> _Stated exercise a_: Reproduce the stretch of the study on graven images from "As in previous" through "how we live.".

> _Text shown_:
## START
What is a Graven Image?                                                              By Jack Kettler

 

In this study, we will seek to understand what a graven image is and the implications for making pictures of God.

 

As in previous studies, we will look at definitions, scriptures, commentary evidence and confessional support for the glorifying of God in how we live.

 

“Shew me thy ways, O LORD; teach me thy paths.” (Psalm 25:4)

 

Definition:

Question: What is a graven image?

 

Answer: The phrase “graven image” comes from the King James Version and is first found in Exodus 20:4 in the second of the Ten Commandments. The Hebrew word translated “graven image” means literally “an idol.” A graven image is an image carved out of stone, wood, or metal. It could be a statue of a person or animal, or a relief carving in a wall or pole. It is differentiated from a molten image, which is melted metal poured into a cast. Abstract Asherah poles, carved wooden Ba’als covered in gold leaf, and etchings of gods accompanying Egyptian hieroglyphics are all graven images. *

 

Definition:

Graven Image

The context of the “Thou shall not make a graven image” passages is dealing with worship of false things. Exodus 20:4 states that no one is to make an image of what is in heaven, so that you may not worship them or bow down to them (20:5). This is reiterated in Leviticus 26:1. The Deuteronomy passages, contextually, are dealing with the same thing: an admonition against worshipping a false image. God does not want people bowing down before idols and worshiping false gods. **

 

Synonyms for Graven:

 

Inscribed, carved, incised, carven, engraved, and etched.

 

Synonyms for Image:

 

Likeness, resemblance, depiction, portrayal, representation, statue, statuette, sculpture, bust, effigy, figure, figurine, doll, carving, painting, picture, portrait, drawing, sketch, artist's impression

 

Scriptures:

 

“Thou shalt not make unto thee any graven image, or any likeness of anything that is in heaven above, or that is in the earth beneath, or that is in the water under the earth. Thou shalt not bow down thyself to them, nor serve them: for I the Lord thy God am a jealous God, visiting the iniquity of the fathers upon the children unto the third and fourth generation of them that hate me.” (Exodus 20:4-5)

 

Consider Barnes' Notes on the Bible on Exodus 20:4:

 

“Graven image - Any sort of image is here intended.

 

As the first commandment forbids the worship of any false god, seen or unseen, it is here forbidden to worship an image of any sort, whether the figure of a false deity Joshua 23:7 or one in any way symbolic of Yahweh (see Exodus 32:4). The spiritual acts of worship were symbolized in the furniture and ritual of the tabernacle and the altar, and for this end the forms of living things might be employed as in the case of the Cherubim (see Exodus 25:18 note): but the presence of the invisible God was to be marked by no symbol of Himself, but by His words written on stones, preserved in the ark in the holy of holies and covered by the mercy-seat. The ancient Persians and the earliest legislators of Rome also agreed in repudiating images of the Deity.” (1)

 

Why an image of Christ is impossible theologically:

 

1.      We should not forget the first commandment forbids the worship of any other than the true God. The second commandment flows from this first prohibition.
## END
Location labeling entries
## START
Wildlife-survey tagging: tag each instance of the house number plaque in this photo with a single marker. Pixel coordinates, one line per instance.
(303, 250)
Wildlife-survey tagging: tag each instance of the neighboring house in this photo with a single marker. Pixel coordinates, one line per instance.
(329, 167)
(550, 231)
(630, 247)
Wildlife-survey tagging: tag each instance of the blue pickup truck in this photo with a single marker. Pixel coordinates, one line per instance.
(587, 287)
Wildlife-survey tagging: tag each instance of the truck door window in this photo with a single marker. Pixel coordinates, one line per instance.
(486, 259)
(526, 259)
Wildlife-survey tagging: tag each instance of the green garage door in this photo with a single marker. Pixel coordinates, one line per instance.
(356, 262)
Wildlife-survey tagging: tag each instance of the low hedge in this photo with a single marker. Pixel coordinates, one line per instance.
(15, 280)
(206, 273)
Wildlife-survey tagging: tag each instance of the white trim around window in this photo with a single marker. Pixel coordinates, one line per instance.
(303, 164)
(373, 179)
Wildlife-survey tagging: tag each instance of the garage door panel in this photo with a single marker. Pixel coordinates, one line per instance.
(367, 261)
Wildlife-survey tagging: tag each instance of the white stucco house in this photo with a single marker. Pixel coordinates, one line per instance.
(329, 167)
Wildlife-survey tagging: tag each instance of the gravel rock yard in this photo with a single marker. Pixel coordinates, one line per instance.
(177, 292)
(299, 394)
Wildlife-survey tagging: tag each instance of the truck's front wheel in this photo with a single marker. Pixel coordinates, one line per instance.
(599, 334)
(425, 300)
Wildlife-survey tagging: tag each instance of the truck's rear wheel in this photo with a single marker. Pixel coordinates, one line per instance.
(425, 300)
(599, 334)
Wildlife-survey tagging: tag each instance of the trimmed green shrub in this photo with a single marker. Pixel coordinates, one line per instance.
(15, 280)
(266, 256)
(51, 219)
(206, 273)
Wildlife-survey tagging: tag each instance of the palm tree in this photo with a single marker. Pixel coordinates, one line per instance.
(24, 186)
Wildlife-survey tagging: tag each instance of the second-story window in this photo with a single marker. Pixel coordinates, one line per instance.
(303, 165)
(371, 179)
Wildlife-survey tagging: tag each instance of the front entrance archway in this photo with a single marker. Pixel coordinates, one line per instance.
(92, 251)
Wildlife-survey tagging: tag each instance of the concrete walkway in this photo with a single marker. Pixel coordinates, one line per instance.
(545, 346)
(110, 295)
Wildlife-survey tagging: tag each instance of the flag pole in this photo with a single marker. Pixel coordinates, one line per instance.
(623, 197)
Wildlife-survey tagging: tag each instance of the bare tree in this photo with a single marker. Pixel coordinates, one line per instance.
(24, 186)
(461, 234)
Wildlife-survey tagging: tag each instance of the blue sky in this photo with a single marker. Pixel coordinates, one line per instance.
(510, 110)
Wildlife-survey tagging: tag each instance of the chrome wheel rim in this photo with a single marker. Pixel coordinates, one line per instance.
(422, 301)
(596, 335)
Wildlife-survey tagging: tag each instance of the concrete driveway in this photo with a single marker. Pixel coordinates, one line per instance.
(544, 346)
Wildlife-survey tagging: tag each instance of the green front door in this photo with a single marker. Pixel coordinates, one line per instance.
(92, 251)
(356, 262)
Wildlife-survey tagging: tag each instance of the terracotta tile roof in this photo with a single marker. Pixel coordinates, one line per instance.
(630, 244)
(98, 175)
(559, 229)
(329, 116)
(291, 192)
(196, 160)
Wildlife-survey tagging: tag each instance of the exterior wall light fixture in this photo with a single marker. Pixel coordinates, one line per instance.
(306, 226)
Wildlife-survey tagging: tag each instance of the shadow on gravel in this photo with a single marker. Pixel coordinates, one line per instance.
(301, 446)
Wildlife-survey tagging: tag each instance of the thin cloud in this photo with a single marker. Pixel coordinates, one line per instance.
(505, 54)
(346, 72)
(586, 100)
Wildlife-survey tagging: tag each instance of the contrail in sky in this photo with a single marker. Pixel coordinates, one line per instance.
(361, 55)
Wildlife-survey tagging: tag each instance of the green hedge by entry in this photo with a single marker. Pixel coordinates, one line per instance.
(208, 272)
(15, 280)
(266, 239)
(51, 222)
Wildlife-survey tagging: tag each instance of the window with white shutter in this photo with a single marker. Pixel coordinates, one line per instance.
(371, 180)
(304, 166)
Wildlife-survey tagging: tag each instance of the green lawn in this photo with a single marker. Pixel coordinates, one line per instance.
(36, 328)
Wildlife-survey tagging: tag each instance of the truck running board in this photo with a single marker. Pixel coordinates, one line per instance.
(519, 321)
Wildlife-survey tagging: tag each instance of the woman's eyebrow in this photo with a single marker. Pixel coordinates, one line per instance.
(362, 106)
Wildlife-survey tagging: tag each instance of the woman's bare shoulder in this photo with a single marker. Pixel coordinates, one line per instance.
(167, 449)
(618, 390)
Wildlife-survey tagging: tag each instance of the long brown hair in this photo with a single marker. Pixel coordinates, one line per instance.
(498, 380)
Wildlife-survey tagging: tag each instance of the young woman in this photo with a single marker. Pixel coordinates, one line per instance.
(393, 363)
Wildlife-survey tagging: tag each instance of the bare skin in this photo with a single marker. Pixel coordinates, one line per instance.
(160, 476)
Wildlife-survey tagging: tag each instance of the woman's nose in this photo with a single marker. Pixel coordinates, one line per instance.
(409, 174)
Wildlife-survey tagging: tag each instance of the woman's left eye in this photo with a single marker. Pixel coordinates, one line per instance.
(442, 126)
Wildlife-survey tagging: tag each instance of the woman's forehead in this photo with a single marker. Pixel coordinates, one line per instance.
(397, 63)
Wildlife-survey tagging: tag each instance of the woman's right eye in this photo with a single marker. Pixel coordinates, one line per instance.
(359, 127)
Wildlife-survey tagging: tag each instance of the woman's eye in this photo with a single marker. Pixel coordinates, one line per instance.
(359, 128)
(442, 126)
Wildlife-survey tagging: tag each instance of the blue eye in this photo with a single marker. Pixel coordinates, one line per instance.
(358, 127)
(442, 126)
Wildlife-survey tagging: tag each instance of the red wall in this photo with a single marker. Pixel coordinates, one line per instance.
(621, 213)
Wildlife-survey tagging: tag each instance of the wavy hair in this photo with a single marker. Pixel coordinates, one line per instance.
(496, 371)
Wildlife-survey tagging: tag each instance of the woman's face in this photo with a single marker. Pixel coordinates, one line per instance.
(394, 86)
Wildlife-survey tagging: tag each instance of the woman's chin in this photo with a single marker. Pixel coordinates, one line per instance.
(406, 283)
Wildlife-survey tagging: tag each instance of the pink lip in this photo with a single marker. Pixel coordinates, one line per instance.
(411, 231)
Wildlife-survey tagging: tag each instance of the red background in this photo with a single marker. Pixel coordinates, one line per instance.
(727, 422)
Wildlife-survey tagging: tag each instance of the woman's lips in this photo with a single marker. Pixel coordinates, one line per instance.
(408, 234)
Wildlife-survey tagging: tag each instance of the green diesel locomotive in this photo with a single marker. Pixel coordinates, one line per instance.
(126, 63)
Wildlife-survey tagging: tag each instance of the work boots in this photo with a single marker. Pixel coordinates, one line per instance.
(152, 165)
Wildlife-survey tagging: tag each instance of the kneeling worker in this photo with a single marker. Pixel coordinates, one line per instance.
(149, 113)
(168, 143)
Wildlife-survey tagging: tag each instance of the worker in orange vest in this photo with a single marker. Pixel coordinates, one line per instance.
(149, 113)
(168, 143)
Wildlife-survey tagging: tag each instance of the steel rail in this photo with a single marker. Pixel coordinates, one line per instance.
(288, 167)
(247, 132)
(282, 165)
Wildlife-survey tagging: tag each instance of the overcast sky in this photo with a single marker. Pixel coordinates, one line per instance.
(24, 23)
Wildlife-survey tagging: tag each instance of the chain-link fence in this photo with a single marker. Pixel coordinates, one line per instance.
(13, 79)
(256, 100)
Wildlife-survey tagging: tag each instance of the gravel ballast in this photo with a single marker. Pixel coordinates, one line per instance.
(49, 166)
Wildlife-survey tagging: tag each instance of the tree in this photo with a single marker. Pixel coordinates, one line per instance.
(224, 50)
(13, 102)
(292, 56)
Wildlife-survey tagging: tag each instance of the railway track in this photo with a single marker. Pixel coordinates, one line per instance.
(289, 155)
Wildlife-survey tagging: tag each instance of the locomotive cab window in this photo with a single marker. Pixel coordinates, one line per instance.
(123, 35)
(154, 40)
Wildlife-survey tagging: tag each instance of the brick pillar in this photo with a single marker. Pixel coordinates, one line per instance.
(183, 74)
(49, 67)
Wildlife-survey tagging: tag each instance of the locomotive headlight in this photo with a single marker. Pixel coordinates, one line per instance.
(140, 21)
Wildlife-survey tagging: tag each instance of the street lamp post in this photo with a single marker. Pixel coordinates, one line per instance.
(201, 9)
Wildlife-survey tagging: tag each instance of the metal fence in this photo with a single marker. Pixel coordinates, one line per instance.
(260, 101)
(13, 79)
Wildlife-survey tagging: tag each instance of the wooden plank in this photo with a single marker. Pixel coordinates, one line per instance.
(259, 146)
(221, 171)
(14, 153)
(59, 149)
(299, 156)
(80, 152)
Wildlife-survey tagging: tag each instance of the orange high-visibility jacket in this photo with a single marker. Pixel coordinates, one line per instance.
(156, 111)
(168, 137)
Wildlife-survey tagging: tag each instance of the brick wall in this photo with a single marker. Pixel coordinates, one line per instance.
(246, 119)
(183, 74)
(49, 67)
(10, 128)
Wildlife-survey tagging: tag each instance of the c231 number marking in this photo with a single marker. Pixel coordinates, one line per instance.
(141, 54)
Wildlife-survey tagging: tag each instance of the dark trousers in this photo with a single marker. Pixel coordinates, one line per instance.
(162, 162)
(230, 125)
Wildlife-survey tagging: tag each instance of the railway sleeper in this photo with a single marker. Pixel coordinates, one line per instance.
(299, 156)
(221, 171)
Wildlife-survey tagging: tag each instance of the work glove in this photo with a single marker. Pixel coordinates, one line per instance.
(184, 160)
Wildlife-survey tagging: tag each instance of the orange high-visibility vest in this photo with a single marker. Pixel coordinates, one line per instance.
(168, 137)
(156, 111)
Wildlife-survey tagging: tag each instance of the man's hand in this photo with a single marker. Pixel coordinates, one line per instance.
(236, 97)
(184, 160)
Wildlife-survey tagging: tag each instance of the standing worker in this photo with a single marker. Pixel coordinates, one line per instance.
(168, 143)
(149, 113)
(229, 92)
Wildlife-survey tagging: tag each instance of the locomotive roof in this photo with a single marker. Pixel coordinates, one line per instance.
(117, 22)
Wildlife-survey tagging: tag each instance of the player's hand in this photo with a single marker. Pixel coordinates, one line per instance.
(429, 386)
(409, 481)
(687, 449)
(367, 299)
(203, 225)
## END
> _Stated exercise b_: Render the stretch of the entries from the line containing "Wildlife-survey tagging: tag each instance of the man's" through the end of the entries as a numbered list, leaving out blank lines.

> _Correct answer a_:
As in previous studies, we will look at definitions, scriptures, commentary evidence and confessional support for the glorifying of God in how we live.

> _Correct answer b_:
1. Wildlife-survey tagging: tag each instance of the man's hand in this photo with a single marker. Pixel coordinates, one line per instance.
2. (236, 97)
3. (184, 160)
4. Wildlife-survey tagging: tag each instance of the standing worker in this photo with a single marker. Pixel coordinates, one line per instance.
5. (168, 143)
6. (149, 113)
7. (229, 92)
8. Wildlife-survey tagging: tag each instance of the locomotive roof in this photo with a single marker. Pixel coordinates, one line per instance.
9. (117, 22)
10. Wildlife-survey tagging: tag each instance of the player's hand in this photo with a single marker. Pixel coordinates, one line per instance.
11. (429, 386)
12. (409, 481)
13. (687, 449)
14. (367, 299)
15. (203, 225)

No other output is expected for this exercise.